- [What you have to do]:
Please pick up the forum thread below on safe vaping wattage and continue it from the point where it stops.

- [Given passage]:
## BEGIN

# what watt is safe? here you go



## Nightwalker (21/12/15)

Very basic. Find your sweet spot.

Reactions: Like 14 | Useful 1


----------



## KimVapeDashian (21/12/15)

shaun patrick said:


> Very basic. Find your sweet spot.



Feels like a subtank insert 

.2ohm - .3ohm is where its at for me - 60 - 80w


----------



## Nightwalker (21/12/15)

KimVapeDashian said:


> Feels like a subtank insert
> 
> .2ohm - .3ohm is where its at for me - 60 - 80w


Like I said, very basic. Posted in noobs for that reason mate. We play around a bit more, but I wish someone had shown this to me in beginning. I burnt about 5 coils in a week when I started. Lol

Reactions: Like 3 | Can relate 2


----------



## Nightwalker (21/12/15)

I'm glad people are seeing this


----------



## Nightwalker (23/12/15)

Really ppl. 100+ views and you can't give me a like? Lol

Sent from my GT-I9500 using Tapatalk

Reactions: Winner 2


----------



## Andre (23/12/15)

shaun patrick said:


> Really ppl. 100+ views and you can't give me a like? Lol
> 
> Sent from my GT-I9500 using Tapatalk


There you go. I agree this could be very useful for new vapers.

Reactions: Like 1


----------



## Nightwalker (23/12/15)

Andre said:


> There you go. I agree this could be very useful for new vapers.


Hahahaha ty, I was half being sarcastic... Half.


----------



## Byakko (1/2/16)

## END

- [Dataset rows]:
## BEGIN

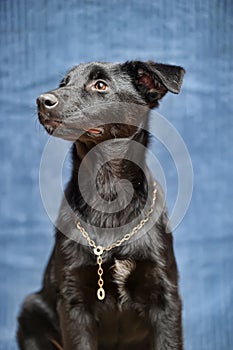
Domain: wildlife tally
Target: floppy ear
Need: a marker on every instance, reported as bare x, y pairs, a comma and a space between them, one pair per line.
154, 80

## END
## BEGIN

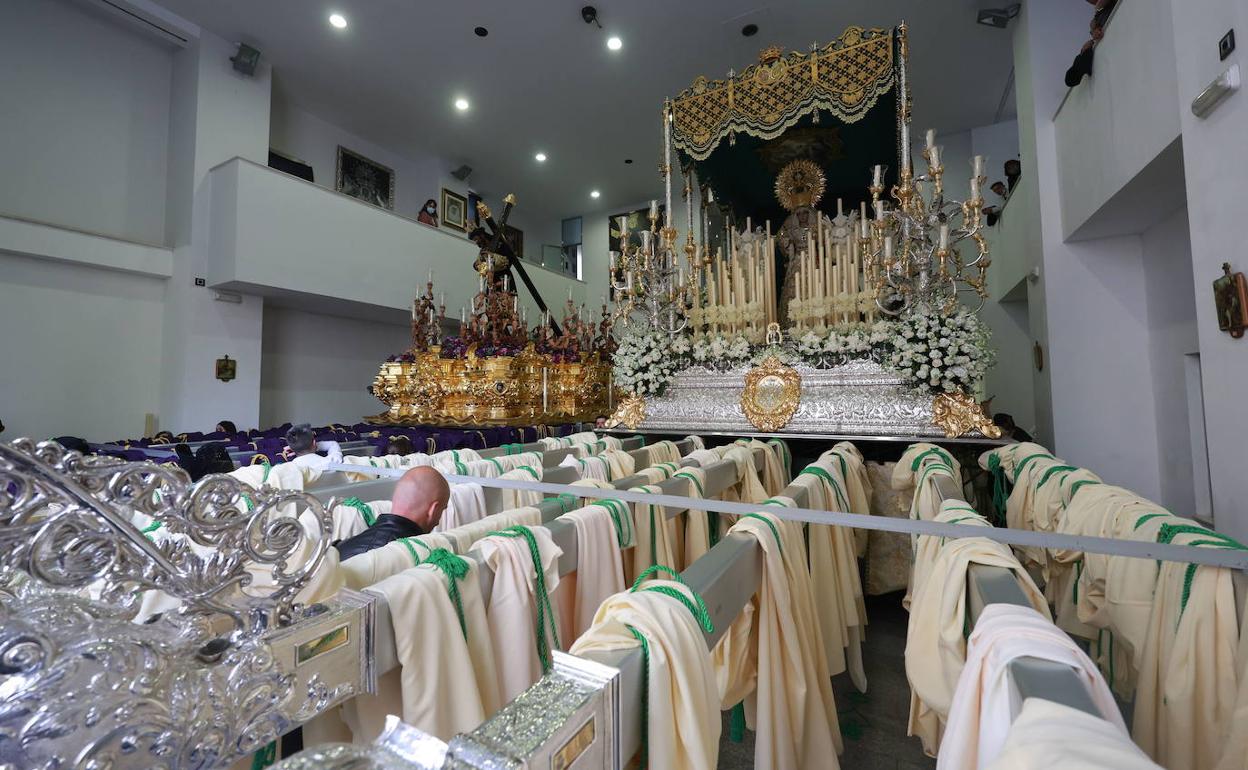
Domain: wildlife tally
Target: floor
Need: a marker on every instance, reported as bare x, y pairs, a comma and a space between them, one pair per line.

## END

- [Written reply]:
I haven't started building coils for myself yet,built some for mates but this is good to know.Pic saved and shared on fb

Reactions: Like 1


----------



## blujeenz (1/2/16)

Taken from the Kayfun 3.1 manual, this is for the 8 to 12 watt #32g users.
Id imagine the whole chart would be green for the cloud chasing chappies.

Reactions: Like 1 | Thanks 1 | Useful 1


----------



## zadiac (1/2/16)

Nightwalker said:


> Very basic. Find your sweet spot.



I can't even remember the last time I vaped under 50W. I average from 65-100W permanently (depending on the coils I build)
The coils I build are rarely above .3 ohms 

At the moment I'm vaping with a .2 ohm coil at 70W. That's my sweet spot.

Reactions: Winner 1


----------



## Nightwalker (1/2/16)

zadiac said:


> I can't even remember the last time I vaped under 50W. I average from 65-100W permanently (depending on the coils I build)
> The coils I build are rarely above .3 ohms
> 
> At the moment I'm vaping with a .2 ohm coil at 70W. That's my sweet spot.



Atm, 0.4ohm 63W


----------



## blujeenz (1/2/16)

Nightwalker said:


> Atm, 0.4ohm 63W



1.1 ohm @ 15.6W
Nobody can pin any global warming nonsense on me thats for sure.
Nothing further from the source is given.